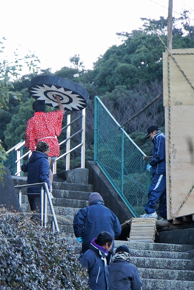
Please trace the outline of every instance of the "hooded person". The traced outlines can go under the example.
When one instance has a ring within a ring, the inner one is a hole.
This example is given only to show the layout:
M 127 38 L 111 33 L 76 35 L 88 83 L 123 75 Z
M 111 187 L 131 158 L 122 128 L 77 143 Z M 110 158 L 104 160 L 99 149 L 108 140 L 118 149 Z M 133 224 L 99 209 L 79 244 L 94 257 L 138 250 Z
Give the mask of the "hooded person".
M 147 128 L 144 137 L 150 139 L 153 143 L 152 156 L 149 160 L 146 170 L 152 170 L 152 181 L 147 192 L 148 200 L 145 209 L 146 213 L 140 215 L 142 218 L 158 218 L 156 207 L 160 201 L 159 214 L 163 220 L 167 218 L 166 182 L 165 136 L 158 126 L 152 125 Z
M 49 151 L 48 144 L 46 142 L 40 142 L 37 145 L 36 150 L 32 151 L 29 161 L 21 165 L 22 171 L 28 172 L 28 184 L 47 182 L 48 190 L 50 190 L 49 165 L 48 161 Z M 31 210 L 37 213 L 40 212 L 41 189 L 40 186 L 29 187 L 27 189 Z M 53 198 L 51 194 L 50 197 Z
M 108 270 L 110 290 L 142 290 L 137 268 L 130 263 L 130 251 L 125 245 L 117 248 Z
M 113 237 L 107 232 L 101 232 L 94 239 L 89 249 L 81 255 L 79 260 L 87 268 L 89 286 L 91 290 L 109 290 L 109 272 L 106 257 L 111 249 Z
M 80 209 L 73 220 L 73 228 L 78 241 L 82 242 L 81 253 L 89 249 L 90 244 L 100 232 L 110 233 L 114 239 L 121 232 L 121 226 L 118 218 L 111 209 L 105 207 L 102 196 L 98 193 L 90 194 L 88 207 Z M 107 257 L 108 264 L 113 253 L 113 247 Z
- - -
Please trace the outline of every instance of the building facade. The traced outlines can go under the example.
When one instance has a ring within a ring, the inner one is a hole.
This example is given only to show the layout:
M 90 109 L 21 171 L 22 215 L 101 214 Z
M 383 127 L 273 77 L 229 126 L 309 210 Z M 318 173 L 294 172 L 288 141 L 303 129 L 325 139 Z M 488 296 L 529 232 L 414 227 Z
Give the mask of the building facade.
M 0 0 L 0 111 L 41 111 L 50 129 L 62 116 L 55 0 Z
- - -
◆ **DIRECTIONS FOR THIS TASK**:
Please count the lines in the records that contain the word "person" and give only that number.

◆ **REPLY TO THE TASK**:
2